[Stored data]
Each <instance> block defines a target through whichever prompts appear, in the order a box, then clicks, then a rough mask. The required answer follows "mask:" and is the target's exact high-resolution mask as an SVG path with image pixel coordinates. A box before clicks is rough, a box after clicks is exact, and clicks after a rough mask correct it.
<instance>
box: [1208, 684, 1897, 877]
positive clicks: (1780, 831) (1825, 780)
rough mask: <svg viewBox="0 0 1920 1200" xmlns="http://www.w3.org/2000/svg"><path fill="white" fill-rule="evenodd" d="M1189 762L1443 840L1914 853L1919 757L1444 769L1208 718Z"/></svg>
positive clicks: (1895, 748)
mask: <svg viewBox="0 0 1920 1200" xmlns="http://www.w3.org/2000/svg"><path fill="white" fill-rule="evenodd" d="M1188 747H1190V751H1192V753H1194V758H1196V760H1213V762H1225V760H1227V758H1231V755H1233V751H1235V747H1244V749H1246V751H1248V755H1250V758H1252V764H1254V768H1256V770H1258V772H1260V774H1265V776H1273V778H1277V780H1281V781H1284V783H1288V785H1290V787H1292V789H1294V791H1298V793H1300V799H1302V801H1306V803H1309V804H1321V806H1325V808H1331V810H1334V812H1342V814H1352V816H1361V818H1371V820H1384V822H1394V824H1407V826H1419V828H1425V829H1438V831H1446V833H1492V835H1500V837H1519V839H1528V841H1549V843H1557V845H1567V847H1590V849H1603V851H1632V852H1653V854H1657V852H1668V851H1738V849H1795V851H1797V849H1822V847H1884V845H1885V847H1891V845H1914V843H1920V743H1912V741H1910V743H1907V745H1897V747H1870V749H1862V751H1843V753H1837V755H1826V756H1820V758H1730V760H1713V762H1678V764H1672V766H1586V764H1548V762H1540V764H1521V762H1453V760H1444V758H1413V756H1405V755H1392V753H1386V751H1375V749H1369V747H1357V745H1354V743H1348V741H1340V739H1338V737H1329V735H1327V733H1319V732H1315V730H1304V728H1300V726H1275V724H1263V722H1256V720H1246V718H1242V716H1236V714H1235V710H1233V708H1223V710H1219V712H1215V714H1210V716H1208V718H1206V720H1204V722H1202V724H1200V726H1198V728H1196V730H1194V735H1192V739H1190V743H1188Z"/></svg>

PROBLEM REQUIREMENTS: Make sure every record is repeated exactly.

SOLUTION TO THIS TASK:
Each <instance> block defines a target through whichever prompts appear, in the order a box, then clicks, then a rough mask. The required answer follows "mask:" and is the target's exact high-resolution mask as an SVG path with image pixel coordinates. A box before clicks is rough, a box after clicks is exact, and clicks after a rough mask correct it.
<instance>
box: [1208, 684, 1897, 877]
positive clicks: (1780, 831) (1825, 780)
rough mask: <svg viewBox="0 0 1920 1200" xmlns="http://www.w3.org/2000/svg"><path fill="white" fill-rule="evenodd" d="M1189 762L1443 840L1914 853L1919 757L1444 769L1208 718Z"/></svg>
positive clicks: (1895, 748)
mask: <svg viewBox="0 0 1920 1200" xmlns="http://www.w3.org/2000/svg"><path fill="white" fill-rule="evenodd" d="M1188 747H1190V751H1192V753H1194V758H1196V760H1213V762H1225V760H1227V758H1231V755H1233V751H1235V747H1244V749H1246V751H1248V755H1250V758H1252V764H1254V768H1256V770H1258V772H1260V774H1265V776H1273V778H1277V780H1281V781H1284V783H1288V785H1290V787H1292V789H1294V791H1298V793H1300V799H1302V801H1306V803H1309V804H1321V806H1325V808H1331V810H1334V812H1342V814H1352V816H1361V818H1371V820H1384V822H1394V824H1407V826H1419V828H1425V829H1438V831H1446V833H1492V835H1500V837H1519V839H1528V841H1549V843H1557V845H1567V847H1590V849H1603V851H1632V852H1653V854H1657V852H1668V851H1738V849H1795V851H1797V849H1822V847H1884V845H1885V847H1891V845H1914V843H1920V743H1912V741H1910V743H1907V745H1897V747H1870V749H1862V751H1843V753H1837V755H1826V756H1820V758H1730V760H1713V762H1678V764H1672V766H1586V764H1548V762H1540V764H1521V762H1453V760H1444V758H1413V756H1405V755H1392V753H1386V751H1375V749H1369V747H1357V745H1354V743H1348V741H1340V739H1338V737H1329V735H1327V733H1319V732H1315V730H1304V728H1300V726H1275V724H1263V722H1256V720H1246V718H1242V716H1236V714H1235V710H1233V708H1223V710H1219V712H1215V714H1210V716H1208V718H1206V720H1204V722H1202V724H1200V726H1198V728H1196V730H1194V735H1192V739H1190V743H1188Z"/></svg>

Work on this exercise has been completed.